* [Source extract]:
This article was published in The Spectator USA.
Last year,
President Recep Tayyip Erdogan campaigned for a new constitution that would
change his country’s polity from a parliamentary to a presidential system. When
German officials refused to allow his ministers to travel to Germany and woo
its million-strong expatriate vote, he called them Nazis. He later also accused
the German Chancellor of Nazism for saying that the European Union should
reconsider its relations with Turkey – a veiled threat for suspending talks to
bring it into the EU. Ankara and Amsterdam withdrew their ambassadors during a
spat over the same campaign.
During a
disastrous visit to Athens last December, Erdogan demanded the return of ten
fugitive officers Erdogan considers plotted against him in a July 2016 army
coup that nearly unseated him, even though Greece’s Supreme Court ruled against
their extradition. And he called for a revision of the Lausanne Treaty, which has
established peace between Greece and Turkey for the last century.
But the
worst clash was with the US. Last summer, Congress discussed imposing sanctions
on Turkey over its refusal to release an American pastor. Now released, Andrew
Brunson had been imprisoned for two years for allegedly plotting against
Erdogan. The US is also withholding delivery of F-35 stealth aircraft Turkey
has bought because it is unhappy over Turkey’s increasingly close relationship
with Russia. Russia is building Turkey’s first nuclear reactor and Turkey plans
to purchase Russian S-400 anti-aircraft missiles over the objections of NATO.
This
turbulence in Turkey’s relations with the west, unprecedented since Turkey
invaded Cyprus in 1974, has led many to ask, What does Erdogan want?
Firstly, he
wants to stay in power. The fragility of parliamentary majorities was brought
forcefully home to Erdogan’s Justice and Development Party (AKP) in the June
2015 election, which produced a hung parliament. AKP had ruled since 2002 but
lost popularity after the Gezi Park uprisings two years earlier. Erdogan-backed
plans to build a mall in the historic Istanbul park drew massive protests,
cleared after days of rioting and heavy-handed police tactics.
Erdogan
regained his parliamentary majority in a repeat election in November, but the
experience cemented his resolve to ditch the parliamentary system in favour of
a winner-take-all presidential one. As Presidents George W Bush and Donald
Trump have shown, it’s possible to win office without a popular majority,
because presidential systems are designed to produce a decisive result.

(Image location labeling lines)

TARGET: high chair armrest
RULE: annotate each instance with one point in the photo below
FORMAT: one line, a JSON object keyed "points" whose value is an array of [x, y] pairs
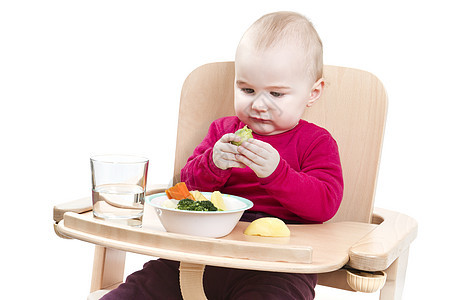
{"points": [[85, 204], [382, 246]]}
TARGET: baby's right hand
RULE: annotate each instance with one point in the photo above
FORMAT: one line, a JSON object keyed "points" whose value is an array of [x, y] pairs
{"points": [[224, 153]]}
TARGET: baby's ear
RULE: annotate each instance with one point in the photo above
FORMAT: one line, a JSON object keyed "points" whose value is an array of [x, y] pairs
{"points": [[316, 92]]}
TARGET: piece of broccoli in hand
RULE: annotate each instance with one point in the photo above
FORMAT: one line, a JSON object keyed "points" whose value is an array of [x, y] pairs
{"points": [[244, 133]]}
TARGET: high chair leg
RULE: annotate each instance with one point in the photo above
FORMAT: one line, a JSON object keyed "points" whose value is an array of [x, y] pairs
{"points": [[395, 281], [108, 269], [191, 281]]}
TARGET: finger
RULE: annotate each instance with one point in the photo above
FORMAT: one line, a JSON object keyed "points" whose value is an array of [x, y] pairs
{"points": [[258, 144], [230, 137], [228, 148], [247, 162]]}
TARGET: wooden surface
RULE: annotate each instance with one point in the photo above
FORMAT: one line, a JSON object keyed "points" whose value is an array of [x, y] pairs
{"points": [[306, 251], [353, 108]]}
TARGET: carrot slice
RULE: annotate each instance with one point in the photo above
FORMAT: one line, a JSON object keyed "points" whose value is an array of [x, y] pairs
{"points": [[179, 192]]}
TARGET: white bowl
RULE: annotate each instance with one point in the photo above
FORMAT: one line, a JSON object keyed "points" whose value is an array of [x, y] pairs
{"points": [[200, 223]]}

* [Requirements]:
#1 Answer these questions about the Erdogan article:
(a) Which two capitals withdrew their ambassadors during a spat over the constitutional campaign?
(b) How long had Andrew Brunson been imprisoned?
(c) What did the Erdogan-backed plans for the historic Istanbul park propose to build?
#2 Echo the part of the Erdogan article that opens with the words containing "This article was" and closes with "the same campaign.".

* [Solutions per task]:
#1
(a) Ankara and Amsterdam
(b) Two years
(c) A mall

#2
This article was published in The Spectator USA.
Last year,
President Recep Tayyip Erdogan campaigned for a new constitution that would
change his country’s polity from a parliamentary to a presidential system. When
German officials refused to allow his ministers to travel to Germany and woo
its million-strong expatriate vote, he called them Nazis. He later also accused
the German Chancellor of Nazism for saying that the European Union should
reconsider its relations with Turkey – a veiled threat for suspending talks to
bring it into the EU. Ankara and Amsterdam withdrew their ambassadors during a
spat over the same campaign.